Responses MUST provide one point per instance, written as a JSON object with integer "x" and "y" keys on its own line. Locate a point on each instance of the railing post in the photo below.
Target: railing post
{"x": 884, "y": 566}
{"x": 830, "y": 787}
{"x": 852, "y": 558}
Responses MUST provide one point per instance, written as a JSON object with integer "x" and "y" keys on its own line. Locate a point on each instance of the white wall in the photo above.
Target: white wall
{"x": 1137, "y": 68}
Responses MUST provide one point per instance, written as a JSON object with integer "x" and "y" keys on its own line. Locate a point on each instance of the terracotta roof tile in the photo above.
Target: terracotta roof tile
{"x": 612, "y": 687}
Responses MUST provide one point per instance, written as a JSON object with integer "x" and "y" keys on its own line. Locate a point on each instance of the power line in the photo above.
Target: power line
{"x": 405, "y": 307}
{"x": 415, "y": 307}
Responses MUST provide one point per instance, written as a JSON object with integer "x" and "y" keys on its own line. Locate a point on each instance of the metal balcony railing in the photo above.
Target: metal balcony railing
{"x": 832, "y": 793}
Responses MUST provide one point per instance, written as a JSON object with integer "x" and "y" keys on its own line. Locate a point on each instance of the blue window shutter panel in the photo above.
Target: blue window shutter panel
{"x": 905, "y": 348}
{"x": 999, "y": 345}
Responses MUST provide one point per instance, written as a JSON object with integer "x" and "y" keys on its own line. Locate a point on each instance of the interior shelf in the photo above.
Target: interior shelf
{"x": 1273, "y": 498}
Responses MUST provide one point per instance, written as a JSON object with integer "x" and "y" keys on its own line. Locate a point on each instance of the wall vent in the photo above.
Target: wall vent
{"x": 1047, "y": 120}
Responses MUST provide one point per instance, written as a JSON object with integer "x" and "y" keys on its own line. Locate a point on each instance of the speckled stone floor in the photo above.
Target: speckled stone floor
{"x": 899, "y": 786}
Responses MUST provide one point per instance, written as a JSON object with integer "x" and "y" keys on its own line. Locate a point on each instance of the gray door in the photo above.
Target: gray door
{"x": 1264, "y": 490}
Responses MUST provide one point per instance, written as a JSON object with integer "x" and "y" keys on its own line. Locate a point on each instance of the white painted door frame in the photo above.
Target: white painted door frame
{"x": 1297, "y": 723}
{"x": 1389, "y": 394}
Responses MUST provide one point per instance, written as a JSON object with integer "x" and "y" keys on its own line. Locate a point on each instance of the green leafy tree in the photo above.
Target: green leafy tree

**INSTRUCTION:** Reproduce the entire listing above verbatim, preserving every line and character without alteration.

**RESULT OF THIS EXERCISE:**
Responses MUST provide one point per instance, written as a JSON object with integer "x" and "y" keys on its own line. Locate a point on each instance of the railing post in the photo below.
Target: railing post
{"x": 884, "y": 566}
{"x": 830, "y": 787}
{"x": 852, "y": 558}
Responses MUST provide one point per instance, written as a JSON object with integer "x" and "y" keys on its own line. Locate a point on each instance of the white wall in the photo above.
Target: white wall
{"x": 1137, "y": 68}
Responses MUST provide one point per instance, written as a JSON object with integer "x" and "y" keys on its own line. Locate a point on each instance of the terracotta roof tile in the photo above.
Target: terracotta roof tile
{"x": 612, "y": 687}
Responses MUST provide one point per instance, written as a JSON object with integer "x" and "y" keys on its own line. Locate a point on each instance of the power line in the photo above.
Target: power line
{"x": 405, "y": 307}
{"x": 415, "y": 307}
Responses MUST provide one point per instance, written as a JSON object with integer "x" and "y" keys on its own line. Locate a point on each instance of the metal balcony railing in the photo above.
Target: metal balcony railing
{"x": 832, "y": 793}
Responses MUST provide one point per instance, written as a JSON object with integer "x" and "y" keys on its own line. Locate a point on each instance of the blue window shutter panel in the photo above.
Target: blue window shutter panel
{"x": 905, "y": 348}
{"x": 999, "y": 345}
Responses MUST provide one point per instance, written as a JSON object with integer "x" and "y" keys on its own line. Locate a point on each instance of the interior shelf in the photo above.
Target: interior shelf
{"x": 1273, "y": 498}
Responses MUST provide one point per instance, written as a JSON object with integer "x" and "y" keys on its own line. Locate a point on each instance of the wall vent in the photo above.
Target: wall vent
{"x": 1047, "y": 120}
Responses MUST provide one point per instance, written as a JSON object with integer "x" and "y" keys on its own line. Locate a point on each instance of the speckled stone floor in the photo above.
Target: speckled stone floor
{"x": 899, "y": 786}
Responses MUST provide one point per instance, written as a JSON object with integer "x" and "y" keys on its own line. Locate a point on each instance of the gray door in the photo above.
Target: gray door
{"x": 1264, "y": 490}
Responses MUST provide one point per instance, written as a JSON object with integer "x" and "y" keys on its own line. Locate a point on each instance of the white painted door frame in the photo above.
Target: white painted door frame
{"x": 1297, "y": 723}
{"x": 1389, "y": 394}
Responses MUST provide one point per instance, written as a JSON object with integer "x" and "y" keys on its own line. Locate a point on each instance of the green leafy tree in the photo above.
Target: green leafy tree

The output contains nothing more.